— start TEXT BLOCK —

# 1995 Audi TT Concept



## XXX 1.8T (Aug 10, 2002)

Can anyone spot any differences?
Its come a long way and still looks modern even though its over 10 years old!

































anyone else have Audi TT concept car pictures?


_Modified by XXX 1.8T at 12:21 PM 2-27-2009_


----------



## thenamescolby (Apr 18, 2007)

*Re: 1995 Audi TT Concept ( XXX 1.8T)*

some day i will fabricate those seat covers for a nice set of pole positions or something. that would be trick


----------



## XXX 1.8T (Aug 10, 2002)

*Re: 1995 Audi TT Concept (thenamescolby)*

what about the gear stick very touring car unless it wasnt finished properly


----------



## fijitt (Mar 1, 2007)

*Re: 1995 Audi TT Concept ( XXX 1.8T)*

wow im glad thats not how they designed the exhaust on the production model


----------



## mr.ramsey (Apr 9, 2008)

*Re: 1995 Audi TT Concept (fijitt)*

I dig the recessed shift boot and the front lower valance. Interesting.
Did you notice that the first two push in dials (drivers heated seat and the rear defooger buttons) look like they were designed to be used as the headlight switch? No headlight switch on the left.


----------



## Murderface (Nov 13, 2006)

*Re: 1995 Audi TT Concept (mr.ramsey)*

Wow, those are some good pics, I haven't seen them before. I think it's really cool how similar the car stayed from concept to production. That said I think it would have been cool if they kept the shifter and fenders.
Also, what's that gauge underneath the tach? Boost perhaps? I know some other cars have boost gauges there.


----------



## XXX 1.8T (Aug 10, 2002)

*Re: 1995 Audi TT Concept (Murderface)*


_Quote, originally posted by *Murderface* »_
Also, what's that gauge underneath the tach? Boost perhaps? I know some other cars have boost gauges there.


I think its a analogue clock as thats where the digital one is.
That said it would be cool if it was a boost gauge!


----------



## sims159915 (Jan 24, 2005)

I have a book from road and track that details the entire design process of the TT. It's a really cool read. I also picked up a press pack from way back in the day that has an original letter and photo's from audi about the up comming TT.


----------



## XXX 1.8T (Aug 10, 2002)

*Re: (sims159915)*

could you scan them and post it?


----------



## XXX 1.8T (Aug 10, 2002)

*Re: ( XXX 1.8T)*

Found some more awesome pics of TT Coupe 001!
































































































Amazing!


_Modified by XXX 1.8T at 2:09 AM 2-28-2009_


----------



## bauch1425 (Jun 29, 2006)

*Re: ( XXX 1.8T)*

Is that a throttle *cable* in the engine pic?
I must say... I like the production coupé better in most aspects..


----------



## XXX 1.8T (Aug 10, 2002)

— end TEXT BLOCK —

◆ JOBS:
1/ In the TT concept thread above, why does XXX 1.8T think the gauge underneath the tach is an analogue clock? Answer in one to three sentences.
2/ Please reproduce the part of the TT concept thread above, everything from "## sims159915 (Jan" down to "up comming TT.".
3/ Carry on the Audi TT concept forum thread above from the point where it stops.

— start DATA SEGMENT —

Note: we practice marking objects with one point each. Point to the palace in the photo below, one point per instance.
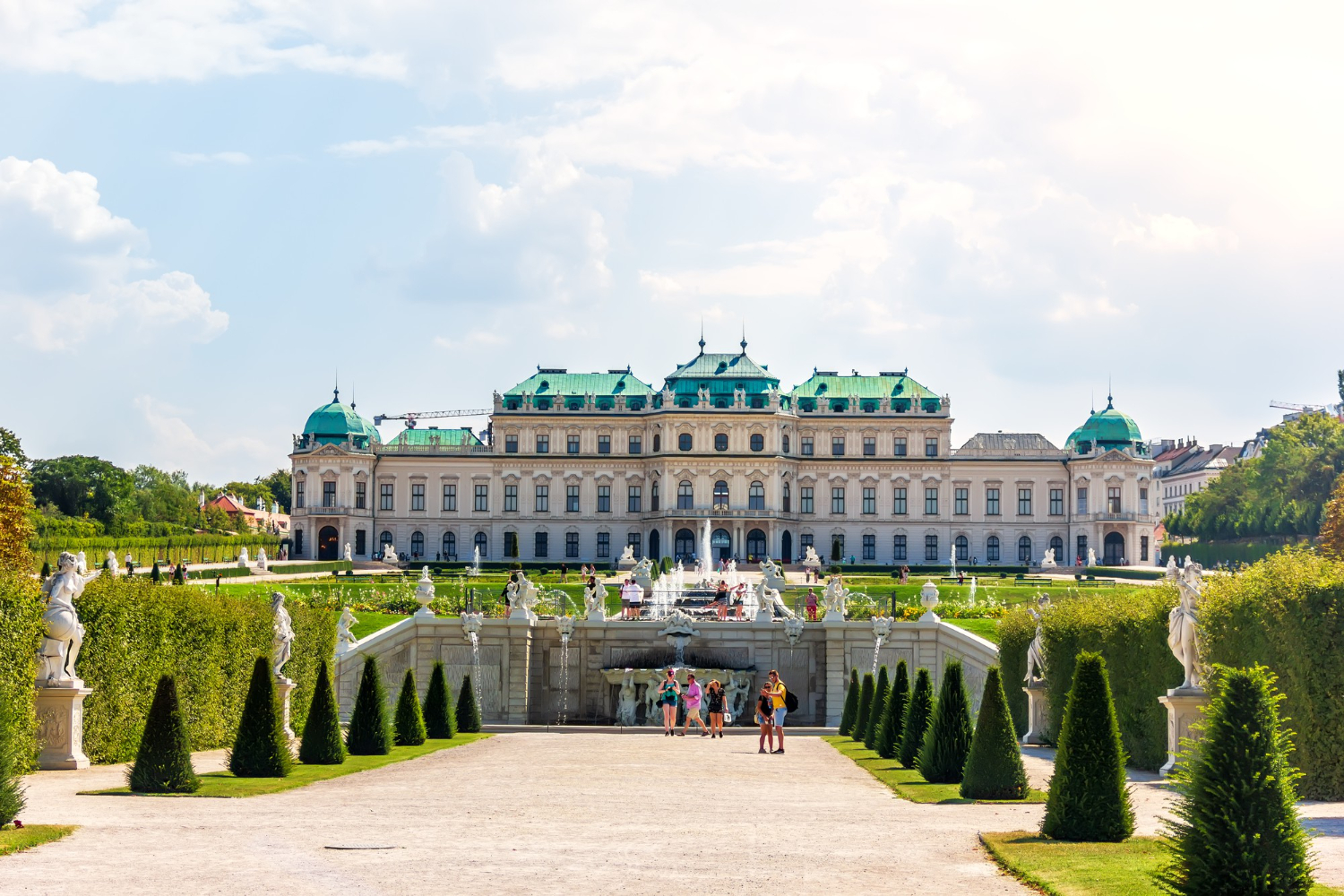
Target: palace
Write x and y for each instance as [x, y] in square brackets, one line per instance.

— end DATA SEGMENT —

◆ OUTPUTS IN ORDER:
1/ XXX 1.8T thinks it is an analogue clock because that spot is where the digital clock is.

2/
## sims159915 (Jan 24, 2005)

I have a book from road and track that details the entire design process of the TT. It's a really cool read. I also picked up a press pack from way back in the day that has an original letter and photo's from audi about the up comming TT.

3/
*Re: (bauch1425)*


_Quote, originally posted by *bauch1425* »_Is that a throttle *cable* in the engine pic?
I must say... I like the production coupé better in most aspects..

Yes it is DBW was released in the late 90's


----------



## bauch1425 (Jun 29, 2006)

*Re: ( XXX 1.8T)*

Huh? Isn't drive by wire where there isn't really a wire? It's electronic and does away with any sort of mechanical control systems - like the TT is now.
I was asking because that sure looks like a wire controlling the throttle to me.


----------



## l88m22vette (Mar 2, 2006)

*Re: (bauch1425)*

Thank goodness they ditched the rounded side windows, the tapered/pinched side windows look _way_ better. It is amazing how closely they followed the concept though; the TT is given credit for making people rethink Audi, and you can totally see why. I agree with Murdur about the fender vents, I want OSIRs as soon as I fall bass-ackwards into money


----------



## scoTT la rock (Jun 17, 2007)

*Re: 1995 Audi TT Concept ( XXX 1.8T)*

i still love this pic:


----------



## stjacket (Apr 26, 2007)

*Re: 1995 Audi TT Concept (scoTT la rock)*








"Huh? Isn't drive by wire where there isn't really a wire? It's electronic and does away with any sort of mechanical control systems - like the TT is now.
I was asking because that sure looks like a wire controlling the throttle to me."
DBW= (NO CABLE)








thats a cable throttle, with electronic idle stabilty control.


----------



## cincyTT (May 11, 2006)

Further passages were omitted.